Source document:
Opinion
No. E2008-02782-CCA-R3-CD.
Assigned on Briefs September 22, 2009.
Filed December 8, 2009.
Direct Appeal from the Circuit Court for Blount County; Nos. C-16634-36; Jon Kerry Blackwood, Judge.
Judgment of the Circuit Court Affirmed.
Mack Garner (at trial), Maryville, Tennessee; and J. Liddell Kirk (on appeal), Knoxville, Tennessee, for the Appellant, Joshua Allen Hutton.
Robert E. Cooper, Jr., Attorney General and Reporter; Michael E. Moore, Solicitor General; Deshea Dulany Faughn, Assistant Attorney General; Michael L. Flynn, District Attorney General; Tammy M. Harrington, Assistant District Attorney General, for the Appellee, State of Tennessee.
Robert W. Wedemeyer, J., delivered the opinion of the court, in which James Curwood Witt, Jr., and D. Kelly Thomas, Jr., J.J., joined.
OPINION
The Defendant, Joshua Allen Hutton, pled guilty to three counts of forgery, and the trial court sentenced him to a total effective sentence of three years to be served on probation. Probation violation warrants were issued for the Defendant, after which the trial court revoked the Defendant's probation and ordered him to serve the remainder of his sentence in the Tennessee Department of Correction. On appeal, the Defendant claims that the trial court abused its discretion by failing to impose a less restrictive alternative to confinement. After a thorough review of the record and the applicable law, we conclude the trial court properly exercised its discretion. Accordingly, we affirm the trial court's judgment.

Excerpted data:
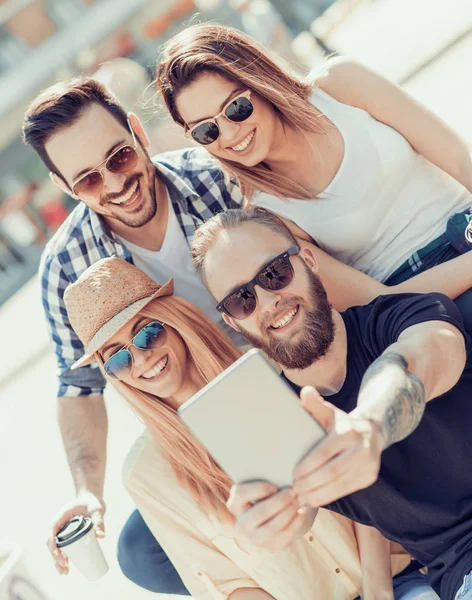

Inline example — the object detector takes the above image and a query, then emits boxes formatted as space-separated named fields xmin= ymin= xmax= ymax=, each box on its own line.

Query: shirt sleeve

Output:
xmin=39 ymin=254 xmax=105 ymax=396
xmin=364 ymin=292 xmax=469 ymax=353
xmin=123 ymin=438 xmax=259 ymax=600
==
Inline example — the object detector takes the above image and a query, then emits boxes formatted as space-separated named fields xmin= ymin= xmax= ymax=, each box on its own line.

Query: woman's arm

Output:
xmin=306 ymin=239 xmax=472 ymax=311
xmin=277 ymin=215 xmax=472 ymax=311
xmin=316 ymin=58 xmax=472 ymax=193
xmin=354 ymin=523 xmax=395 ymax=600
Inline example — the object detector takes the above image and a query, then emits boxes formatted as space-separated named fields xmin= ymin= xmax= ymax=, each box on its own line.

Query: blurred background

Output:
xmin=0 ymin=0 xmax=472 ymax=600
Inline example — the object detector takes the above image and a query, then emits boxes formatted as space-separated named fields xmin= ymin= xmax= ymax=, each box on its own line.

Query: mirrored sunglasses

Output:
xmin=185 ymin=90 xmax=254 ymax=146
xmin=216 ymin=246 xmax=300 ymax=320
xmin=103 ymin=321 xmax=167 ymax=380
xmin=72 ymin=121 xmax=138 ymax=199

Task instructions:
1. In the court opinion, list every person named as counsel for the Appellee, the State of Tennessee.
2. Extend the court opinion by writing the passage that would come after its last paragraph.
The records are separate from the court opinion and unrelated to it.

Answers:
1. Robert E. Cooper, Jr.; Michael E. Moore; Deshea Dulany Faughn; Michael L. Flynn; Tammy M. Harrington

2.
I. Facts A. Background
In September 2007, the Defendant pled guilty to three counts of forgery and the trial court sentenced him to a total effective sentence of three years to be served on probation. In March 2008, based on an affidavit of the Defendant's probation officer, the trial court issued a warrant alleging the Defendant violated his probation. The affidavit cited the Defendant's: (1) February 2008 arrest for evading arrest and violating an order of protection; (2) failure to pay court costs and restitution; and (3) assaultive, abusive, threatening, or intimidating behavior. Upon agreement of the State and the Defendant the trial court dismissed the warrant. In May 2008, however, the Defendant's probation officer filed another affidavit, alleging the Defendant violated his probation by being arrested for fraudulent use of a credit card, theft of property, public intoxication, and by failing to pay court costs and restitution. The affidavit was amended to add that the Defendant also violated his probation by being arrested for criminal responsibility of another, forgery, ID theft, and theft under $500. Again, a warrant, based on these allegations, was issued.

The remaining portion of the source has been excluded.